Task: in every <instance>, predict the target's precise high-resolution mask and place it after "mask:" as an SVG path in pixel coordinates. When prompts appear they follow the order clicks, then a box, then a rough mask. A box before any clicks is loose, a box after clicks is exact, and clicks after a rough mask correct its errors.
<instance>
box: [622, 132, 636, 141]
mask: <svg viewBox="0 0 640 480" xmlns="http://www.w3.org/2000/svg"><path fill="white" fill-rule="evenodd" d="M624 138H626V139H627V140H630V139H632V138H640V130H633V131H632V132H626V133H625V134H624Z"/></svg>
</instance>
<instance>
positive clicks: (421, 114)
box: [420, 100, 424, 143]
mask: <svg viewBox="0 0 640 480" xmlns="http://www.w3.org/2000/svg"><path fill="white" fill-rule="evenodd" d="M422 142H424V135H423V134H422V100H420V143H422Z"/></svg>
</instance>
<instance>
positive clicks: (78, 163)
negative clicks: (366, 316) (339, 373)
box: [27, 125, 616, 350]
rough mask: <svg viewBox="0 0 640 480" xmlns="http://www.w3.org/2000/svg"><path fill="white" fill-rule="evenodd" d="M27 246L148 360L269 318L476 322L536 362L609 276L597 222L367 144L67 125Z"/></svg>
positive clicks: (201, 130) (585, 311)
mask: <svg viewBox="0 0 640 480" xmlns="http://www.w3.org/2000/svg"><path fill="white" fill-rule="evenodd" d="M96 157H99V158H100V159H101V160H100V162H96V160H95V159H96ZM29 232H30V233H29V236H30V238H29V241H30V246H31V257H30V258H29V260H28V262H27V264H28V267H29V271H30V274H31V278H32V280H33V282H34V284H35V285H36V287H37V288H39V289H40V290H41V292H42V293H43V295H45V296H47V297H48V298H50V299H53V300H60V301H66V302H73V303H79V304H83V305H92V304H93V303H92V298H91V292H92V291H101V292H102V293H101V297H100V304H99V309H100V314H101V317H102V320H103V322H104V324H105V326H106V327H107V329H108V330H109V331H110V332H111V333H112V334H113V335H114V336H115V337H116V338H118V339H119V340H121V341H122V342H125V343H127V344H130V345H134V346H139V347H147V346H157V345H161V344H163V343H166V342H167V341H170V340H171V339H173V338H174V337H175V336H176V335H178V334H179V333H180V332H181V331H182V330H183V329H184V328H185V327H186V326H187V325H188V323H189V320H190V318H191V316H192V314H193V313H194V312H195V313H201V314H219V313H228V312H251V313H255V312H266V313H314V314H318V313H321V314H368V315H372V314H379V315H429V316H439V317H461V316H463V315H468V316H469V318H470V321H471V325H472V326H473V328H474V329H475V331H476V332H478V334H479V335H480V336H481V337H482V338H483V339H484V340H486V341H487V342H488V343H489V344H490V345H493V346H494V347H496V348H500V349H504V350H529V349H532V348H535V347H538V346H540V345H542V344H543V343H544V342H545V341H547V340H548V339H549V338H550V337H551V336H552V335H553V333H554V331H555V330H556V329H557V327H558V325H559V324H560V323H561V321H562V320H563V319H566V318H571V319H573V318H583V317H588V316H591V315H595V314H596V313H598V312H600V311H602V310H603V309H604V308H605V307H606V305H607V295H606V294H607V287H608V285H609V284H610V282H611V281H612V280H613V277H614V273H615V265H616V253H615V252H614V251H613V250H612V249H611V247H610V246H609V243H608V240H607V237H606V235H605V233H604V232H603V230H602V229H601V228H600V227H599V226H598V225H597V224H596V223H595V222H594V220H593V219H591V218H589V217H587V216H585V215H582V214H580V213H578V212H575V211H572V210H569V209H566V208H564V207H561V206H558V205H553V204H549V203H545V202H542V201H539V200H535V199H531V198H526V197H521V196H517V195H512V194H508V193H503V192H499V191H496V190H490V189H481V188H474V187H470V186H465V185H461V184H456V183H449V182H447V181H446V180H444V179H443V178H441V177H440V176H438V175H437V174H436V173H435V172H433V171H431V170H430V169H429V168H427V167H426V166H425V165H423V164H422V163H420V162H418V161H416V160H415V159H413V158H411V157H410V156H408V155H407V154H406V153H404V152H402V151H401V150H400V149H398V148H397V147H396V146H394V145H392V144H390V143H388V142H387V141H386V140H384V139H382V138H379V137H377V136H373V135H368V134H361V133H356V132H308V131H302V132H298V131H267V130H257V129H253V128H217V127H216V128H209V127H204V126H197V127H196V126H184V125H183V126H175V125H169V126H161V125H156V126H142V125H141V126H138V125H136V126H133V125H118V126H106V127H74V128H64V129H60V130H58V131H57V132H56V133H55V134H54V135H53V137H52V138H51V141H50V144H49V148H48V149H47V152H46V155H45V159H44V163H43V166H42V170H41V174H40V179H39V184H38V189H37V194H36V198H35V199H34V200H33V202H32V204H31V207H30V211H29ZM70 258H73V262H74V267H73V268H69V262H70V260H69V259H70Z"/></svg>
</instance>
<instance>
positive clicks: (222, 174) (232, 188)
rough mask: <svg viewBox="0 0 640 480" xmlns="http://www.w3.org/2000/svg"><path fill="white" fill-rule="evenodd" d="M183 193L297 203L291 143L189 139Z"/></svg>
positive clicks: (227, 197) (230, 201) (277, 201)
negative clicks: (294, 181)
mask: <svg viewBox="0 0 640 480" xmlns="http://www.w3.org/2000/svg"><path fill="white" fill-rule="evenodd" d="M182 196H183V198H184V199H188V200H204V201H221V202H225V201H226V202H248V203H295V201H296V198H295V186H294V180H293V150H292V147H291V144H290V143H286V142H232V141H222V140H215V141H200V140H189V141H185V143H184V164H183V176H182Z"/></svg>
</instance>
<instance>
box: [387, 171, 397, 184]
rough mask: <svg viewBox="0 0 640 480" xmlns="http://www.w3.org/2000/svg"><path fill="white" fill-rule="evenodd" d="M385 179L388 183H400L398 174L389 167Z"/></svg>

What this task involves:
Send back every line of the listing above exactly.

Problem solution:
Task: in every <instance>, predict the target's precise high-resolution mask and place it after "mask:" as an SVG path in pixel coordinates. When prompts appear they follow the order clicks, then a box, then a rough mask. A box before any clicks is loose, a box after clicks is exact, and clicks after a rough mask correct its errors.
<instance>
box: [622, 132, 636, 141]
mask: <svg viewBox="0 0 640 480" xmlns="http://www.w3.org/2000/svg"><path fill="white" fill-rule="evenodd" d="M624 138H626V139H627V140H630V139H632V138H640V130H633V131H632V132H626V133H625V134H624Z"/></svg>
</instance>
<instance>
positive clicks: (421, 114)
box: [420, 100, 424, 143]
mask: <svg viewBox="0 0 640 480" xmlns="http://www.w3.org/2000/svg"><path fill="white" fill-rule="evenodd" d="M422 142H424V135H423V134H422V100H420V143H422Z"/></svg>
</instance>
<instance>
positive clicks: (78, 163)
negative clicks: (366, 316) (339, 373)
box: [27, 125, 616, 350]
rough mask: <svg viewBox="0 0 640 480" xmlns="http://www.w3.org/2000/svg"><path fill="white" fill-rule="evenodd" d="M27 246L148 360L269 318L476 322L536 362L609 276L597 222L367 144L67 125Z"/></svg>
positive clicks: (201, 130) (585, 311)
mask: <svg viewBox="0 0 640 480" xmlns="http://www.w3.org/2000/svg"><path fill="white" fill-rule="evenodd" d="M96 157H99V158H100V159H101V160H100V162H96V160H95V159H96ZM29 232H30V233H29V236H30V238H29V241H30V246H31V257H30V258H29V260H28V262H27V264H28V267H29V271H30V274H31V278H32V280H33V282H34V284H35V285H36V287H37V288H39V289H40V290H41V292H42V293H43V295H45V296H47V297H48V298H50V299H53V300H60V301H66V302H73V303H79V304H83V305H92V304H93V303H92V298H91V292H92V291H101V292H102V293H101V297H100V304H99V309H100V314H101V317H102V320H103V322H104V324H105V326H106V327H107V329H108V330H109V331H110V332H111V333H112V334H113V335H114V336H115V337H116V338H118V339H119V340H121V341H122V342H125V343H127V344H130V345H134V346H139V347H147V346H157V345H161V344H163V343H166V342H167V341H170V340H171V339H173V338H174V337H175V336H176V335H178V334H179V333H180V332H181V331H182V330H183V329H184V328H185V327H186V326H187V325H188V323H189V320H190V318H191V316H192V314H193V313H194V312H195V313H201V314H219V313H228V312H251V313H255V312H266V313H314V314H318V313H321V314H368V315H372V314H379V315H429V316H439V317H461V316H463V315H468V316H469V318H470V321H471V325H472V326H473V328H474V329H475V331H476V332H478V334H479V335H480V336H481V337H482V338H483V339H484V340H486V341H487V342H488V343H489V344H490V345H493V346H494V347H496V348H500V349H504V350H529V349H532V348H535V347H538V346H540V345H542V344H543V343H544V342H545V341H547V340H548V339H549V338H550V337H551V336H552V335H553V333H554V331H555V330H556V329H557V327H558V325H559V324H560V323H561V321H562V320H563V319H566V318H571V319H573V318H583V317H588V316H591V315H595V314H596V313H598V312H600V311H602V310H603V309H604V308H605V307H606V305H607V295H606V294H607V287H608V285H609V284H610V282H611V281H612V280H613V277H614V273H615V265H616V253H615V252H614V251H613V250H612V249H611V247H610V246H609V243H608V240H607V237H606V235H605V233H604V232H603V230H602V229H601V228H600V227H599V226H598V225H597V224H596V223H595V222H594V220H593V219H591V218H589V217H587V216H585V215H582V214H580V213H578V212H575V211H572V210H569V209H566V208H564V207H561V206H558V205H553V204H549V203H545V202H542V201H539V200H535V199H531V198H526V197H521V196H517V195H512V194H508V193H503V192H499V191H496V190H490V189H481V188H474V187H470V186H465V185H461V184H456V183H449V182H447V181H446V180H444V179H443V178H441V177H440V176H438V175H437V174H436V173H435V172H433V171H431V170H430V169H429V168H427V167H426V166H425V165H423V164H422V163H420V162H418V161H416V160H415V159H413V158H411V157H410V156H408V155H407V154H406V153H404V152H402V151H401V150H400V149H398V148H397V147H396V146H394V145H392V144H390V143H388V142H387V141H386V140H384V139H382V138H379V137H377V136H373V135H368V134H361V133H356V132H308V131H302V132H298V131H267V130H257V129H253V128H217V127H216V128H209V127H204V126H197V127H196V126H184V125H183V126H175V125H169V126H161V125H156V126H142V125H141V126H138V125H136V126H133V125H118V126H106V127H74V128H64V129H60V130H58V131H57V132H56V133H55V134H54V135H53V137H52V138H51V141H50V144H49V148H48V149H47V152H46V155H45V159H44V163H43V166H42V170H41V174H40V179H39V184H38V189H37V194H36V198H35V199H34V200H33V202H32V204H31V207H30V211H29ZM70 258H73V262H74V267H73V268H69V262H70V260H69V259H70Z"/></svg>
</instance>
<instance>
positive clicks: (222, 174) (232, 188)
rough mask: <svg viewBox="0 0 640 480" xmlns="http://www.w3.org/2000/svg"><path fill="white" fill-rule="evenodd" d="M183 193L297 203L291 143L189 139Z"/></svg>
positive clicks: (227, 197) (230, 201) (277, 201)
negative clicks: (294, 181)
mask: <svg viewBox="0 0 640 480" xmlns="http://www.w3.org/2000/svg"><path fill="white" fill-rule="evenodd" d="M182 196H183V198H184V199H188V200H204V201H221V202H225V201H226V202H248V203H295V201H296V198H295V186H294V180H293V150H292V147H291V144H290V143H286V142H232V141H222V140H215V141H200V140H189V141H185V143H184V164H183V176H182Z"/></svg>
</instance>
<instance>
box: [387, 171, 397, 184]
rough mask: <svg viewBox="0 0 640 480" xmlns="http://www.w3.org/2000/svg"><path fill="white" fill-rule="evenodd" d="M385 179L388 183H400L398 174L389 167Z"/></svg>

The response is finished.